(Stored dataset items)
====================

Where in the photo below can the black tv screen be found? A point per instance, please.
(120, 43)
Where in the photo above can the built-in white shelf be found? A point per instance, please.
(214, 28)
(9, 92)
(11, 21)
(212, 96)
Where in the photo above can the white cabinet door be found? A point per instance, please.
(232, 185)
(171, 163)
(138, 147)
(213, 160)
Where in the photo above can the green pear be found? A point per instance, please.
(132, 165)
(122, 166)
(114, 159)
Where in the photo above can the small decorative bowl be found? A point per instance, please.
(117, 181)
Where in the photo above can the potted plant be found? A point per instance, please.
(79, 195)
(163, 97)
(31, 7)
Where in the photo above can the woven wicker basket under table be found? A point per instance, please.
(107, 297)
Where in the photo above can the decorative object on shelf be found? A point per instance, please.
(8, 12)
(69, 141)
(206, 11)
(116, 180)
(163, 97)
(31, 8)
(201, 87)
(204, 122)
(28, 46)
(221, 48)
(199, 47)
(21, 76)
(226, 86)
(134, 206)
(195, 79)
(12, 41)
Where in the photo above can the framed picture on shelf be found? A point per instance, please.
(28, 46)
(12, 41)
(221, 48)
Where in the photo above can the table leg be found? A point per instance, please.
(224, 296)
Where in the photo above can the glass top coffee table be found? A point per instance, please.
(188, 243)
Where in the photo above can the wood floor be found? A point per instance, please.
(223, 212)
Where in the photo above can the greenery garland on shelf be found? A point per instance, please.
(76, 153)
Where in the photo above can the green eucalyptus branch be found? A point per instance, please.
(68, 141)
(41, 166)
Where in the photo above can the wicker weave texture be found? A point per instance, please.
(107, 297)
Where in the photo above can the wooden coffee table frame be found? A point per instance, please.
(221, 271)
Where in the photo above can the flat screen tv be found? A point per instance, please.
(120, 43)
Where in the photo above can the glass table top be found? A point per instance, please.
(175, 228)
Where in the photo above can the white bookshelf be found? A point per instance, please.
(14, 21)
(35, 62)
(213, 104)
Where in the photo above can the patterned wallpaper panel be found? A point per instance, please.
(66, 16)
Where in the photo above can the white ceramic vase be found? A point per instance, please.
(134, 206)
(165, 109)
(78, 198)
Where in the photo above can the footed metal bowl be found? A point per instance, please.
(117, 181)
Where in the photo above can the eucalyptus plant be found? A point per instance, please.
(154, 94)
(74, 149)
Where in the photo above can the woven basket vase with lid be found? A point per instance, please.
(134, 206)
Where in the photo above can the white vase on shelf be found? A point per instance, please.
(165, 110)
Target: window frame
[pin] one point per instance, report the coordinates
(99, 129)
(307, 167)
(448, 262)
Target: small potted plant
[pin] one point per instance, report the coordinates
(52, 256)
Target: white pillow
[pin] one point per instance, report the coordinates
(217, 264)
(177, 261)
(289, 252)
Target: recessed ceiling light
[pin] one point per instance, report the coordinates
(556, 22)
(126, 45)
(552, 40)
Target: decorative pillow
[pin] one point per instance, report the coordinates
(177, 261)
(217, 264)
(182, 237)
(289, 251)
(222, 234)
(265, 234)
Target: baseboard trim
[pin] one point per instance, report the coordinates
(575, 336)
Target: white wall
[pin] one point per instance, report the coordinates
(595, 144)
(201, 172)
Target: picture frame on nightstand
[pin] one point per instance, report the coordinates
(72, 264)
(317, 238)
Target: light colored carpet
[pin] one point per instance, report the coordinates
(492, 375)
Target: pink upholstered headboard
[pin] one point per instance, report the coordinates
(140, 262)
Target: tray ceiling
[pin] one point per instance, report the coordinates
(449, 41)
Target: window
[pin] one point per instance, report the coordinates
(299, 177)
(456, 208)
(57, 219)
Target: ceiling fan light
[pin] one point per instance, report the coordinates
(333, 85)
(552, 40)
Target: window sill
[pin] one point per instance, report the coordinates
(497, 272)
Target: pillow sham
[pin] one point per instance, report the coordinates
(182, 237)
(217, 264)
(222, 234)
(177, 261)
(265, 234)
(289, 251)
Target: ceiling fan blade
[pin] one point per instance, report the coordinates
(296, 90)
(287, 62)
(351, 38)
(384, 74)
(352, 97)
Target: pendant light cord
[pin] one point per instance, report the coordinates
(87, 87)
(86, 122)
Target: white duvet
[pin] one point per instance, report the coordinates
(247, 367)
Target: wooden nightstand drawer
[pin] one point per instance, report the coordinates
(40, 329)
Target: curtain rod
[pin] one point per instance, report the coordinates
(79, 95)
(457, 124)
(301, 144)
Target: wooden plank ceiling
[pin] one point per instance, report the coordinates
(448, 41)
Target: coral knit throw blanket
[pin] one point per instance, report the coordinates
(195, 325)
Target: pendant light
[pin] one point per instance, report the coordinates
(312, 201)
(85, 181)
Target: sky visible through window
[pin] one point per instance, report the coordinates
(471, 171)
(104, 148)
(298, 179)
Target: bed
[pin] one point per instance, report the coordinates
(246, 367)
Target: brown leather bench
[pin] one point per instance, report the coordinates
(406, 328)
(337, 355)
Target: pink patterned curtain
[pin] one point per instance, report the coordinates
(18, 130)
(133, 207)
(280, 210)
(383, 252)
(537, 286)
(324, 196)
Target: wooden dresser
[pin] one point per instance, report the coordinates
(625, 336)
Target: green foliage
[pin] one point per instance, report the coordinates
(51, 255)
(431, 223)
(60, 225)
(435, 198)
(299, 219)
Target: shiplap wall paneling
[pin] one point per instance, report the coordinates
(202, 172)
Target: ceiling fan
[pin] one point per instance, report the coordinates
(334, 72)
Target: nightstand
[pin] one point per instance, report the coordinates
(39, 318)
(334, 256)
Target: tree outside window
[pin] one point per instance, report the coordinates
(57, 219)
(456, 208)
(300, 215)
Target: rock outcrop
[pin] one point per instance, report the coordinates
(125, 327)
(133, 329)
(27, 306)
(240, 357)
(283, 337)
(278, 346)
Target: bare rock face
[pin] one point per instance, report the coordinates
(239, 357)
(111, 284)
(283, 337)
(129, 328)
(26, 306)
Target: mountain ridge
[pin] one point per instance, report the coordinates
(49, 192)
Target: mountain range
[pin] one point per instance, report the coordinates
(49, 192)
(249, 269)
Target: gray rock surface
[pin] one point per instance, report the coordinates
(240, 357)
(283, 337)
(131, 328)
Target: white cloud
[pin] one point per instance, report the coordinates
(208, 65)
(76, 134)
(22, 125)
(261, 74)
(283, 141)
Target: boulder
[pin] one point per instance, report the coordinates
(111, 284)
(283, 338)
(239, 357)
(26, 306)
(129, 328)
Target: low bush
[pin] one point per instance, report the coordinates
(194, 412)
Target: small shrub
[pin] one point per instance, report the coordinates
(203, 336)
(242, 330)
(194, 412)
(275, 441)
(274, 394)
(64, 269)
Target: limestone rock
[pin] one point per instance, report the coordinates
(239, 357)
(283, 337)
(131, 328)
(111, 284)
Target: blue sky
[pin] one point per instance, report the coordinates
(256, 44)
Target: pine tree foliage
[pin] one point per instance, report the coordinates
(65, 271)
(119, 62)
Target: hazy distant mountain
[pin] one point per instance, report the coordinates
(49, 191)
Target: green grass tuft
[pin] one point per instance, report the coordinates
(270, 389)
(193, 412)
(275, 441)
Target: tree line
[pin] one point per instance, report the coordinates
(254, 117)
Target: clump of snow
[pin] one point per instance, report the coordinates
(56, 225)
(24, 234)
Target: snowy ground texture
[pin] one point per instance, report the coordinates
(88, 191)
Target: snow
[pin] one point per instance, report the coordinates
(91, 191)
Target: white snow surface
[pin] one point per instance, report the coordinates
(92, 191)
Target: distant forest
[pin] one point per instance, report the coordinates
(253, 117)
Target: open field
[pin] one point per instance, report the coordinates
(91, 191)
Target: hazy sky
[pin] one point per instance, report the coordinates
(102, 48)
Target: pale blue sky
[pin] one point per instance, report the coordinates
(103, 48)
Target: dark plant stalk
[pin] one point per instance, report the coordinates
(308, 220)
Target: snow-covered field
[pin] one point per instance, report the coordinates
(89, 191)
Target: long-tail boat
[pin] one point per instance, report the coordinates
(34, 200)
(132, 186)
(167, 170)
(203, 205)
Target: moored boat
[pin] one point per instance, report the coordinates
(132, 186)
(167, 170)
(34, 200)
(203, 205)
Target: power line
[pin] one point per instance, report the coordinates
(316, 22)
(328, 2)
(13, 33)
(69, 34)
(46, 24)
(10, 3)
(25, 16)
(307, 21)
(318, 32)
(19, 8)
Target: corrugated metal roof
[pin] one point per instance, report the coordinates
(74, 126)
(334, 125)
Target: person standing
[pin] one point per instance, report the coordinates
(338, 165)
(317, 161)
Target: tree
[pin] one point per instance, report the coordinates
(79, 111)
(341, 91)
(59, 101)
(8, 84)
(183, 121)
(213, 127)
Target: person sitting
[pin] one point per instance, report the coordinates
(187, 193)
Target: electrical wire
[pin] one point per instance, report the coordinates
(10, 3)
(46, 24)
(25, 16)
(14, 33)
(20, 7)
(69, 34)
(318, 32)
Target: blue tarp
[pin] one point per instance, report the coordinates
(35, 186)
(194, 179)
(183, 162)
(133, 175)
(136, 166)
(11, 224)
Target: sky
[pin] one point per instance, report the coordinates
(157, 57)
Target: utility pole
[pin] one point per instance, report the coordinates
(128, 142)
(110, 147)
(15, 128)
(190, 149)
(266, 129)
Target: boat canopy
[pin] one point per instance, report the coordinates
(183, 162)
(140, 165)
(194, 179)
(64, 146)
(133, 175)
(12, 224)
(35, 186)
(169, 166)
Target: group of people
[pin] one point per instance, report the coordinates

====================

→ TASK DESCRIPTION
What lines above contain the word "pink"? Return each such line.

→ FINISHED TASK
Target: pink upholstered headboard
Target: pink patterned curtain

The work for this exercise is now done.